Rewrite the records below, changing every "jeep" to "SUV" and leaving all other text as it is.
┄┄┄┄┄┄┄┄┄┄
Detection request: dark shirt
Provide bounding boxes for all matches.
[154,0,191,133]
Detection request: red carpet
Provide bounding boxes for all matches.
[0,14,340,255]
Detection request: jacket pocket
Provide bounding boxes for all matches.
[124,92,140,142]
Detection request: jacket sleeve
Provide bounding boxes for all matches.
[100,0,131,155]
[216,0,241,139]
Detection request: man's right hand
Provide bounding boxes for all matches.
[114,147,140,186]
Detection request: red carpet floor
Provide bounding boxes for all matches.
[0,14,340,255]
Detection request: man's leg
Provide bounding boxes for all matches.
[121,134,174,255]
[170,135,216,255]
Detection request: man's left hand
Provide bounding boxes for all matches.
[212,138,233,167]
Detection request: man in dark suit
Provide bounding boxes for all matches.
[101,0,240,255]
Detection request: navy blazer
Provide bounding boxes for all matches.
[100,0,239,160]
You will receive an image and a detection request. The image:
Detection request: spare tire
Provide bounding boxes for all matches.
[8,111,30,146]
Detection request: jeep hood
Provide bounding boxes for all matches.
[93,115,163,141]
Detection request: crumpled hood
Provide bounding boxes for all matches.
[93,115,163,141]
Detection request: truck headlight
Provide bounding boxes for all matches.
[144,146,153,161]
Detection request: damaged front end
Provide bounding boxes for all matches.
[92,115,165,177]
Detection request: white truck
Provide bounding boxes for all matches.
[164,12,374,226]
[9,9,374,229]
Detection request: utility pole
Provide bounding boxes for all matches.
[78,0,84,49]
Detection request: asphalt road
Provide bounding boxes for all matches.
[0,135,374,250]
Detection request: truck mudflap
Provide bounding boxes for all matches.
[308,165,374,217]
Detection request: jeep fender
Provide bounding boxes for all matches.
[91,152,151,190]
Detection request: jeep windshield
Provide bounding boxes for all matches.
┄┄┄┄┄┄┄┄┄┄
* **OUTPUT FOR THIS EXERCISE**
Detection request: dark shirt
Provide bounding boxes for all matches.
[154,0,191,133]
Detection request: red carpet
Provide bounding boxes for all matches.
[0,14,340,255]
Detection request: jacket pocket
Provide bounding boxes for all matches.
[124,92,140,142]
Detection request: jacket sleeve
Provide bounding boxes for all matches.
[100,0,131,155]
[216,0,241,139]
Detection request: man's right hand
Provide bounding boxes for all matches.
[114,147,140,186]
Detection request: red carpet floor
Provide bounding boxes for all matches.
[0,14,340,255]
Detection request: man's leg
Provide bounding boxes for all matches.
[121,134,174,255]
[170,135,216,255]
Detection request: man's left hand
Provide bounding boxes for all matches.
[212,138,233,167]
Detection request: man in dark suit
Provide bounding boxes for all matches.
[101,0,240,255]
Detection request: navy blazer
Provide bounding boxes for all matches.
[100,0,239,160]
You will receive an image and a detection request. The image:
Detection request: spare tire
Provide bounding boxes for all matches.
[8,111,30,146]
Detection request: SUV hood
Provide bounding boxes for all matches.
[93,115,163,141]
Detection request: crumpled hood
Provide bounding boxes for all matches.
[93,115,163,141]
Detection request: truck headlight
Provide bounding boxes for all matches.
[144,146,153,161]
Detection request: damaged front end
Provide bounding boxes for all matches.
[92,115,165,177]
Detection request: white truck
Provide bounding boxes for all matches.
[164,12,374,226]
[9,9,374,229]
Detection request: utility pole
Provide bounding boxes for all matches.
[78,0,84,49]
Detection request: asphalt road
Provide bounding boxes for all matches.
[0,135,374,250]
Detection request: truck mudflap
Provide bounding boxes for all matches.
[308,165,374,217]
Detection request: SUV fender
Provide bounding boxes for all matches.
[91,152,151,190]
Detection request: SUV windshield
Provide bounding boxes for all matches.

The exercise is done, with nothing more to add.